Turn the lines below into a Markdown table with two columns, Row and Line. Number each line in order, and skip any blank lines.

──────

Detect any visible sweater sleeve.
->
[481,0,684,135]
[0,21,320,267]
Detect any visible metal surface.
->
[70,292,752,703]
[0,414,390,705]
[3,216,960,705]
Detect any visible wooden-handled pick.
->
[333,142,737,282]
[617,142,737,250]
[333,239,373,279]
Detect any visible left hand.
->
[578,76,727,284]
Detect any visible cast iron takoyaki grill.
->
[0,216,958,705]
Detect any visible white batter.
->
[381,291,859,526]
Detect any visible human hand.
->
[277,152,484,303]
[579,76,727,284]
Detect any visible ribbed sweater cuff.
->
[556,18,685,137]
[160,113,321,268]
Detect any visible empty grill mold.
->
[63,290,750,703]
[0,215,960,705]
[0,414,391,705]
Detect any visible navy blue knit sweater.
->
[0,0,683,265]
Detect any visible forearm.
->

──────

ANSWER TO THE PROBLEM:
| Row | Line |
|---|---|
| 1 | Detect any visible sweater sleeve. |
| 2 | -> |
| 3 | [481,0,684,135] |
| 4 | [0,21,320,267] |
| 5 | Detect any visible metal surface. |
| 6 | -> |
| 7 | [70,292,752,703] |
| 8 | [0,414,390,705] |
| 9 | [3,216,960,705] |
| 10 | Detect any visible wooden-handled pick. |
| 11 | -> |
| 12 | [333,142,737,282] |
| 13 | [617,142,737,250] |
| 14 | [333,239,373,279] |
| 15 | Detect any visible left hand. |
| 16 | -> |
| 17 | [578,76,727,284] |
| 18 | Detect any visible cast iron takoyaki grill. |
| 19 | -> |
| 20 | [0,216,958,705] |
| 21 | Detect any visible white batter. |
| 22 | -> |
| 23 | [381,291,859,526] |
| 24 | Detect any visible human hand. |
| 25 | -> |
| 26 | [277,152,484,303] |
| 27 | [579,76,727,284] |
| 28 | Detect any visible ribbed sweater cuff. |
| 29 | -> |
| 30 | [556,18,685,137] |
| 31 | [160,113,321,268] |
| 32 | Detect any visible empty grill mold. |
| 33 | -> |
| 34 | [63,290,750,703] |
| 35 | [0,215,960,705] |
| 36 | [0,414,391,705] |
| 37 | Detect any visible navy blue knit sweater. |
| 38 | -> |
| 39 | [0,0,683,265] |
| 40 | Detect any visible forearm. |
| 41 | -> |